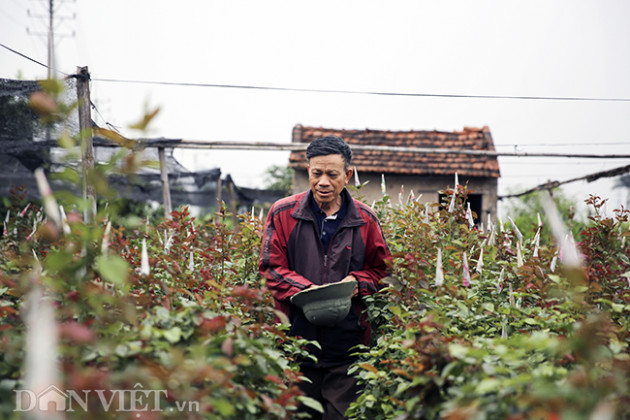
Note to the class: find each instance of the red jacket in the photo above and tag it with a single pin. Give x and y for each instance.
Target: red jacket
(292, 259)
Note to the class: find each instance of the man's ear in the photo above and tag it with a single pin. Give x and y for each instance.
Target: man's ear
(349, 173)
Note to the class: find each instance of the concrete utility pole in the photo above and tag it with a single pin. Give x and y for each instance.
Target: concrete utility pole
(50, 17)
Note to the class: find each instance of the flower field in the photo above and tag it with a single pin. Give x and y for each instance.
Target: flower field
(159, 319)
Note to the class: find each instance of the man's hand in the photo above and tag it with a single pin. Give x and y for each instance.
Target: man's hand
(355, 292)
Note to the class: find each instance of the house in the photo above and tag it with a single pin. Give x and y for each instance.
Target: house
(424, 173)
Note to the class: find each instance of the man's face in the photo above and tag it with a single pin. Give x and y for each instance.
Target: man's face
(327, 177)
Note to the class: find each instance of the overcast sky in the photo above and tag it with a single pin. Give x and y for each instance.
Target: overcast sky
(555, 49)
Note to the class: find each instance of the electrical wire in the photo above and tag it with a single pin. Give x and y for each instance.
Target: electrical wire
(357, 92)
(352, 92)
(31, 59)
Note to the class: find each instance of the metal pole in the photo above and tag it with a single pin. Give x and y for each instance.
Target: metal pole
(166, 189)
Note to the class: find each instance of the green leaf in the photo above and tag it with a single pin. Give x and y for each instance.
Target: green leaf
(311, 403)
(113, 269)
(173, 335)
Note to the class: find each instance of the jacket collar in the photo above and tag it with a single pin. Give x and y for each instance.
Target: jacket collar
(352, 217)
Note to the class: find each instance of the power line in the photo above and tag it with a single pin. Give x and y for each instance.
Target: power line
(31, 59)
(341, 91)
(589, 178)
(357, 92)
(621, 143)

Your objective. From the entries above, write out every line without a single change, skipping the images.

The answer.
Note to the class: find each instance of the red jacket in the photo above and tag it with a single pin. Give x and y for each instance.
Target: red jacket
(292, 259)
Note to the class: find each instance of the man's ear in the photo above and tag it with a single pin. Give x and y for each instance.
Target: man's ear
(349, 173)
Note to the class: find each instance of the concrete utility pole in the photo above and tag it with a single pin. Give x and y for each instance.
Target: concrete utility pole
(50, 17)
Note to the class: find each instance of the flower field in the photo above and tag it with a single pin. Give x and y for each instance.
Target: flower field
(159, 319)
Note to the class: find each instance of the man's hand in the photo above and tag it with a single pin. Give x and y for each instance.
Target: man's hand
(355, 292)
Note to the class: find each instance of the house in the photo above and tag it with a single pin. Give x and y for each instance.
Target: house
(424, 173)
Note to the class: find each instance of the man's face in the photo above and tag it with a single pin. Give x and y for each instance.
Target: man's face
(327, 177)
Note to the class: find each instance of the overcast sky in the photo above and tag it with a single pin. Give x and y for each instance.
Target: overcast sky
(555, 49)
Note to the class: find each instance of the electrical wire in the photo above and tag it with a single pin. Give x and y for each instance.
Target: electrical wire
(357, 92)
(352, 92)
(31, 59)
Note to the class: find each instance of the metal pole in the photo above and tag it with a single pin. Give x and y for each instance.
Target: metal pole
(166, 189)
Note to the class: find each instance of the green leaf in the photo above and tag it with a single pin. Give x and y for each instance.
Target: green leaf
(311, 403)
(113, 269)
(173, 335)
Note to the class: find each instance of the jacket collar in the photo above and tag it with a single pin. Give x and y for each instance.
Target: jacket collar
(352, 217)
Note to the class: find each instance of the power line in the photo above and tag it with a single pin. Give x and y for each instance.
Target: power line
(31, 59)
(341, 91)
(589, 178)
(357, 92)
(621, 143)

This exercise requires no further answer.